Objectives:
1 – Decide whether each statement below agrees with the article on Star Trek fan productions, answering yes or no and quoting the words of the article that settle it. (a) Paragon's Paragon was shot on 16mm film. (b) The first part of Star Trek: Of Gods and Men came out in 2008. (c) Paragon's Paragon had a running time of two hours.
2 – Write the next part of the article on Star Trek fan productions, picking up after its last sentence.

Supplied passage:
════

= Star Trek fan productions =

Fan created Star Trek media

Star Trek fan productions are productions made by fans using elements of the Star Trek franchise. Paramount Pictures, CBS, and their licensees are the only organizations legally allowed to create commercial products with the Star Trek name and trademark. The fan film community has received some coverage from the mainstream media.

==Films==
===Paragon's Paragon (1974)===
Star Trek fan films have been made since the 1960s by individuals and various fan groups but, before the advent of inexpensive digital cameras, editing and effects in the 1990s, most were on a simple home movie level. An early effort to achieve something more was John Cosentino's Paragon's Paragon, which was an unofficial adaptation of James Blish's Spock Must Die!, an early Star Trek spinoff novel. The film ran for an hour and was shot on 16mm film using a full-size recreation of the Bridge set. It also used a wide variety of film special effects techniques on a budget of over $2,000 ($ in dollars) and received considerable coverage in Don Dohler's Cinemagic magazine for low budget filmmakers. Dohler subsequently used its crew to make his first feature film, The Alien Factor (1978).

===Star Trek: Of Gods and Men (2007–2008)===
A three-part mini-series directed by Tim Russ and starring several original Star Trek stars, including Nichelle Nichols and Walter Koenig. The first part was released in December 2007; parts 2 and 3 were released in 2008.

════

Stored data:
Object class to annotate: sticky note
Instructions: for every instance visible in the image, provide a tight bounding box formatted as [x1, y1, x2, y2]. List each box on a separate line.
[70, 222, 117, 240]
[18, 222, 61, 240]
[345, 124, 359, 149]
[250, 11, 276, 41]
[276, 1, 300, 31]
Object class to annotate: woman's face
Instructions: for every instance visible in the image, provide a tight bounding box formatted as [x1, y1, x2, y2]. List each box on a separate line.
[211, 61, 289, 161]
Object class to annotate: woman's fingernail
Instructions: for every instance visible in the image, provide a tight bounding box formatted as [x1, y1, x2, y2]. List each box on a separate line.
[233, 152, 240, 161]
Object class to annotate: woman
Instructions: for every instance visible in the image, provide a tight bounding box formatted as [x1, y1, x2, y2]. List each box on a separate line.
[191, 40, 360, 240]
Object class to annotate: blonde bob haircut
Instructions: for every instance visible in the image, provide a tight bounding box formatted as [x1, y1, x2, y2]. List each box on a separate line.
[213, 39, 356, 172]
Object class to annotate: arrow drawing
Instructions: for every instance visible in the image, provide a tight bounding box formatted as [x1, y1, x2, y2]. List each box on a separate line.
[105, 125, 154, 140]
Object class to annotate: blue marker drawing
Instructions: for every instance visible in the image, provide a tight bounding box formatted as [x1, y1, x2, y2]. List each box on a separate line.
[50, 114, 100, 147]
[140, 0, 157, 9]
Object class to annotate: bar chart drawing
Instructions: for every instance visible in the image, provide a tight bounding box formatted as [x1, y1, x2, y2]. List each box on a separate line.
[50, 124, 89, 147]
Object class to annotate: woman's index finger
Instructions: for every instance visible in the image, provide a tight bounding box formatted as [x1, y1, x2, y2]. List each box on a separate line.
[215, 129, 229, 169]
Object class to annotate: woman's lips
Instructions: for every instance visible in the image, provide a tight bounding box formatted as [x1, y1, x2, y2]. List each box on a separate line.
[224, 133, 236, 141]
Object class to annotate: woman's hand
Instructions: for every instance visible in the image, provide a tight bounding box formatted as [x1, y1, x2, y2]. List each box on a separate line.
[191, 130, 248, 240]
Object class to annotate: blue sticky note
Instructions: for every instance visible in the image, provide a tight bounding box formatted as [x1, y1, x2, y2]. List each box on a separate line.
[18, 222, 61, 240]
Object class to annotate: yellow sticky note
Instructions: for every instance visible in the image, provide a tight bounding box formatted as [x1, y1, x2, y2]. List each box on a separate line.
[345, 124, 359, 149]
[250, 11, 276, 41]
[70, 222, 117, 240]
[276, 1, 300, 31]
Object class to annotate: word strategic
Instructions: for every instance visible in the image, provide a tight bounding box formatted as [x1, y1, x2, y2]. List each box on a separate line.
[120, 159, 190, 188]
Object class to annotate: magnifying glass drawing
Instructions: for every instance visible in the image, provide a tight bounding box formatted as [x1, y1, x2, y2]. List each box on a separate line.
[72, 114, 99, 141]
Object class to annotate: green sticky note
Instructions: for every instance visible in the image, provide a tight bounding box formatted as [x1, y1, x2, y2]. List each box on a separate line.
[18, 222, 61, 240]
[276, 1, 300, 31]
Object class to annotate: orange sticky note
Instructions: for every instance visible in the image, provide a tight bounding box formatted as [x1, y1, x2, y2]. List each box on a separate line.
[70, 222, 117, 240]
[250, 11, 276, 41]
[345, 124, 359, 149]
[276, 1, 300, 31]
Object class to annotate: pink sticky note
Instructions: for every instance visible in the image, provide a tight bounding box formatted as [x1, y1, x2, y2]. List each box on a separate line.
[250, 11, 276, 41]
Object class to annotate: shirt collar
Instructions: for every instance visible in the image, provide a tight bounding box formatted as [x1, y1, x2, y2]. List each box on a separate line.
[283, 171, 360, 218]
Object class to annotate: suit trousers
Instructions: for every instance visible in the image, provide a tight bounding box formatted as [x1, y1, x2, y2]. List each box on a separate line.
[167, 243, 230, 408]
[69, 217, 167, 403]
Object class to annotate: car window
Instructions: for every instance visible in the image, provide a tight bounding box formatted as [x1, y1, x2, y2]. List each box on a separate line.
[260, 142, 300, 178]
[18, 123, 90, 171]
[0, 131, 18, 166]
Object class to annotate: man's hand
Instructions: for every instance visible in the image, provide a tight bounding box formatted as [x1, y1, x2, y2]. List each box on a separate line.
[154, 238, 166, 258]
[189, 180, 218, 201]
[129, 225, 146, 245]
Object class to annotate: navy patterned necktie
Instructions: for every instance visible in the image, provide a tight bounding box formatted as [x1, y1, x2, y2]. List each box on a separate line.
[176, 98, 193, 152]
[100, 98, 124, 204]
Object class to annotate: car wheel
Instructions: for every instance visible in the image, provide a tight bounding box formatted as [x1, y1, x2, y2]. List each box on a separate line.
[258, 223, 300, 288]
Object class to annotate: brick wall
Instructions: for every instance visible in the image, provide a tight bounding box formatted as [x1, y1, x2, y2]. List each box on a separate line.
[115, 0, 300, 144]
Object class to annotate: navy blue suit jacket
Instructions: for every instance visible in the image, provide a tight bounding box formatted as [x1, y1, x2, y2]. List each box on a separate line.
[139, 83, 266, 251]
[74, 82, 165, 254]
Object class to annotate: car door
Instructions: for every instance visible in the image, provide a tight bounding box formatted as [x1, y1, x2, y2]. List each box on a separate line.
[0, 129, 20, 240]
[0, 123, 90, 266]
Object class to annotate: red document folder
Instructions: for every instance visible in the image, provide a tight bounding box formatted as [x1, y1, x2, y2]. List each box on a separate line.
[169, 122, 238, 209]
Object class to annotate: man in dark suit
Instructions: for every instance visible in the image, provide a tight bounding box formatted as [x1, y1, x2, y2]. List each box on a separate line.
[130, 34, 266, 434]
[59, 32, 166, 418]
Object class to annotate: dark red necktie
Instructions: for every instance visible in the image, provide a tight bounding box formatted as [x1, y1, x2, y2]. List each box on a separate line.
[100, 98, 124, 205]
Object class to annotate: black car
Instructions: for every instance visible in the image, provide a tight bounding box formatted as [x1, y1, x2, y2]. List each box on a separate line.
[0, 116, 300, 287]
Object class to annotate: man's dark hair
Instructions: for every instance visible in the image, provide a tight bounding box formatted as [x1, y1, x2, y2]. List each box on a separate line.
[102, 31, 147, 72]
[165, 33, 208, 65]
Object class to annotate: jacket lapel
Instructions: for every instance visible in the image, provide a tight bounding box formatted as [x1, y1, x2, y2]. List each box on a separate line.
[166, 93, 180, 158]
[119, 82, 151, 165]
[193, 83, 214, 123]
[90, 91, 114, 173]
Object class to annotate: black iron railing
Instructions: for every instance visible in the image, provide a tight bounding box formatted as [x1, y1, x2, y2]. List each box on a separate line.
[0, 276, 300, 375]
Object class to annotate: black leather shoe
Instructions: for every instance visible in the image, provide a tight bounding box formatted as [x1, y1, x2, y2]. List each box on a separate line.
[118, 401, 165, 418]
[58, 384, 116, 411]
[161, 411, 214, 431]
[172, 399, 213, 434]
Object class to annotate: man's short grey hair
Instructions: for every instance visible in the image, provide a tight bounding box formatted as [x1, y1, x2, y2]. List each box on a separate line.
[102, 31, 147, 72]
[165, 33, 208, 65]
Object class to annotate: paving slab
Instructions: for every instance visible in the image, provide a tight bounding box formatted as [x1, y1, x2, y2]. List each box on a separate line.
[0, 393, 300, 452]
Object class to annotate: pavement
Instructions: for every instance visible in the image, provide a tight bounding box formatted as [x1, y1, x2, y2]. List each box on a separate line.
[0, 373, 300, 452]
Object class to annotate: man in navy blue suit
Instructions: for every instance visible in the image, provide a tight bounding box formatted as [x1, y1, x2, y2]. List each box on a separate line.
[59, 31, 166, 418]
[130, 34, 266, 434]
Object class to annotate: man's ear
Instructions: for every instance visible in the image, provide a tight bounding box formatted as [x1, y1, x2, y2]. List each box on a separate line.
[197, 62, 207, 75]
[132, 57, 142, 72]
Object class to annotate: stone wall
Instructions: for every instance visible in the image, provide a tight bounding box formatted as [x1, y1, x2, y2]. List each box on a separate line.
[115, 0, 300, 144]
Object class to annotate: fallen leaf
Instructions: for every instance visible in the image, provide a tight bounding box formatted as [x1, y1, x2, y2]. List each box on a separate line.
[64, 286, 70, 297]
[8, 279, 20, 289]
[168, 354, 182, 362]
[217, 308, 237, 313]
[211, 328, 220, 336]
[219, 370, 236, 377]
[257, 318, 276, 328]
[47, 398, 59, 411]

════

Per-task outputs:
1 –
(a) Yes: "was shot on 16mm film using a full-size recreation of the Bridge set"
(b) No: "The first part was released in December 2007"
(c) No: "The film ran for an hour"

2 –
===Star Trek: Axanar (2014)===

In 2014, fans and former cast members organized a fan-made short film called Prelude to Axanar, setting up a Kickstarter project with a target of $10,000, but which raised well over $100,000 instead. This short film was to be followed by a full-length feature film called Star Trek: Axanar, funded by a much larger Kickstarter project. Both films were to star Richard Hatch, J. G. Hertzler, Kate Vernon, Gary Graham, Michael Hogan, and Tony Todd, all mainstream actors who were veterans of Paramount's Star Trek franchise and the rebooted Battlestar Galactica. Prelude to Axanar featured both new and familiar characters from the Star Trek universe:
- Richard Hatch as Kharn, the Klingon Supreme Commander
- Michael Hogan As Captain Robert April
- J. G. Hertzler as Captain Samuel Travis
- Gary Graham as Soval, Vulcan Ambassador to the Federation

The short film for Prelude to Axanar was released in June 2014. In August 2014, the production raised $638,000 on Kickstarter, and writer-producer Alec Peters went into pre-production for the feature film Star Trek: Axanar.

On December 29, 2015 the project was hit by a lawsuit from CBS and Paramount Pictures filed in Central California federal court, stating the Axanar works infringed upon their intellectual property by making use of "innumerable copyrighted elements of Star Trek, including its settings, characters, species, and themes." In March 2016, Peters' Axanar Productions filed a motion to dismiss or strike Paramount and CBS's claims, saying the elements mentioned in the court filing are not protected by copyright and is seeking premature relief from a work, the Axanar feature film, that does not exist. The motion to dismiss or strike was denied by the court and the case went to a jury trial in January 2017. On January 21, 2017, the lawsuit was settled.

On June 26, 2016, during the Axanar lawsuit, CBS and Paramount released a set of guidelines for Star Trek fan films to follow. Notably, these restrictions require films to: be no more than 15 minutes long and have no stories longer than two installments (for a total of 30 minutes); play on YouTube without commercials; and all participants are required to be amateurs who have never worked on Star Trek or another licensee of CBS or Paramount Pictures. The creation and release of Axanar would only be allowed on these terms.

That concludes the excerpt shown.